═════ Data in this exercise

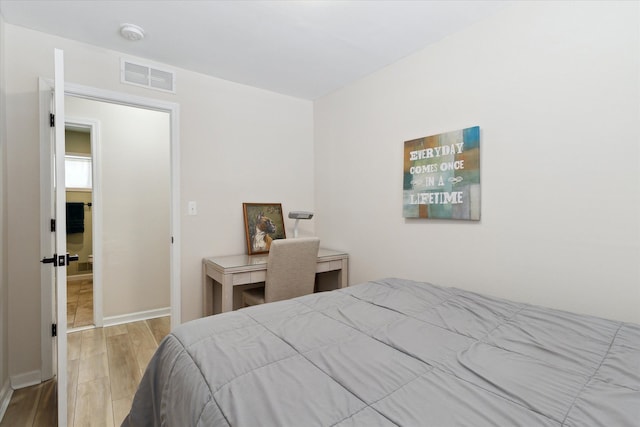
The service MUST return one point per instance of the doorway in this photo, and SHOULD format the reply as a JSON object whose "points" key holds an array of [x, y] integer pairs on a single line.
{"points": [[127, 248], [80, 138]]}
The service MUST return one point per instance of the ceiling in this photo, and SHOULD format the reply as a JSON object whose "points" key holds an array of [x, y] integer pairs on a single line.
{"points": [[304, 48]]}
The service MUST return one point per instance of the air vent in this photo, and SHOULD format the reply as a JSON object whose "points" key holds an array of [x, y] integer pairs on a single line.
{"points": [[147, 76]]}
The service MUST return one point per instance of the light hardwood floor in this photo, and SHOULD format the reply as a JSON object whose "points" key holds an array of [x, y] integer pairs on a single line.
{"points": [[105, 366], [79, 303]]}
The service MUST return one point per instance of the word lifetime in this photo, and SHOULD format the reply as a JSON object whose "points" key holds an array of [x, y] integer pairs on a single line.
{"points": [[444, 150], [441, 198]]}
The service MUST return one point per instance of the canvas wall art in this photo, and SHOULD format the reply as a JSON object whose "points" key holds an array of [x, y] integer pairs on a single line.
{"points": [[442, 176]]}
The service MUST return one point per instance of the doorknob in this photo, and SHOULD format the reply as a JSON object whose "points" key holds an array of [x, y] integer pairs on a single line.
{"points": [[53, 260]]}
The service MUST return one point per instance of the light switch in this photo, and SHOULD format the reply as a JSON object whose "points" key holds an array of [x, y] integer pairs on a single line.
{"points": [[192, 208]]}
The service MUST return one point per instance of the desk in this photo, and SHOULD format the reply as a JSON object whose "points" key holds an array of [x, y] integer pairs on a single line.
{"points": [[222, 274]]}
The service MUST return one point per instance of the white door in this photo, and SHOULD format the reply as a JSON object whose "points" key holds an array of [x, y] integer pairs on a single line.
{"points": [[54, 236]]}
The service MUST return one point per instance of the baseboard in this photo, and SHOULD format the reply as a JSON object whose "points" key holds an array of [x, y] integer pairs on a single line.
{"points": [[5, 398], [25, 380], [135, 317]]}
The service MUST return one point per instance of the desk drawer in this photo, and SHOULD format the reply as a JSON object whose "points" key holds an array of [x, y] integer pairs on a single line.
{"points": [[329, 266], [258, 276], [241, 278]]}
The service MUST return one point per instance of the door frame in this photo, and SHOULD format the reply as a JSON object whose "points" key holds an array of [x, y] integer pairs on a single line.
{"points": [[70, 89], [96, 210]]}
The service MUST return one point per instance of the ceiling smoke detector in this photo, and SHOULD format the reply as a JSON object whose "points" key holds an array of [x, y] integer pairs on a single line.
{"points": [[131, 32]]}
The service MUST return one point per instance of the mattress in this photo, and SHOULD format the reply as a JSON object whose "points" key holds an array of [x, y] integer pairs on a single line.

══════════

All of the preceding material should be output verbatim, with the pictures excluded.

The service MUST return one point per instance of the doorway in this photo, and SHOULD format the reply as a JSON object whose "points" key holds an array of [x, y] integer pairs on a single line.
{"points": [[127, 248], [80, 138]]}
The service MUST return one point per instance of the ceiling in this photo, and SHOULD format the reply as a JSON object whose "points" key holds an array of [x, y] integer pairs on a single line.
{"points": [[304, 48]]}
The service MUST return one point per instance of the air vent in this photo, and SHOULD format the reply as a JSON object whose "points" key holds an array of [x, y] integer pairs on a single line.
{"points": [[147, 76]]}
The service MUST return one point per instance of the light hardwood floor in this photo, and SHOULD format the reply as a JSON object whose "points" key holds an array of [x, y] integer pairs on a single line.
{"points": [[105, 366], [79, 303]]}
The service MUST return one point per instance of the word lifetime in this photo, and SHOULD format the reply as a JSON object whose "points" key holds an array of [x, y] integer pairs on a single line.
{"points": [[444, 150], [441, 198]]}
The service MUST return one point per instance of the canvas wall art in this photo, and SHOULD format the reply as a JSON object whose "points" key holds an array of [x, y] integer pairs on a single line.
{"points": [[442, 176]]}
The service MUST return one point per instance of the doorknob in this photo, and SHOULD format the reply as a JSON object whose "points" key holds an array of [x, y] integer pairs on a single line.
{"points": [[53, 260]]}
The service MUST return one point per instance of the light switch in this photo, and SHOULD format the reply as a JSON object whose "points" key holds an array of [x, y] integer pairs on a single line.
{"points": [[192, 208]]}
The service MUST return one point per instance of the desk in this photo, and SHOULD format the reply as a JSON object whose "points" key holds an array of [x, y] integer pairs on a single line.
{"points": [[222, 274]]}
The service MUST return one point per instance of the white door in this photo, and SHOULD format the reply as a JSON object whose "points" key holds an array of [x, y] integer pairs on a single line.
{"points": [[54, 236]]}
The service MUST return one point per instance of the baseboard in this photo, and SHOULD format the reply as a JSON object whose "points" key holds an array of [x, y] integer pairs on a single line.
{"points": [[5, 398], [25, 380], [135, 317]]}
The service MUST return one point per instance of the desk drawer in this photo, and SHOULD format the reply as a JSON object whose "points" key holds an array of [x, y] integer pairs on a single line.
{"points": [[329, 266], [258, 276], [241, 278]]}
The service MUST return one point per instance of the door frame in this photo, and SHOULD format the reply as a JSON object whose "points" key holds an array of [x, y] integer pairs on a single line.
{"points": [[70, 89], [96, 210]]}
The service MUST return one point per instance of the ceiling smoke detector in this photo, and SHOULD format the reply as a JSON object whose "points" key holds an array of [x, y] integer pairs on a single line.
{"points": [[131, 32]]}
The service MUST return one point per instance of the mattress in this photo, and SHOULD format the reply as a JSON object whose "points" key holds an array of [x, y] integer pairs on a single line.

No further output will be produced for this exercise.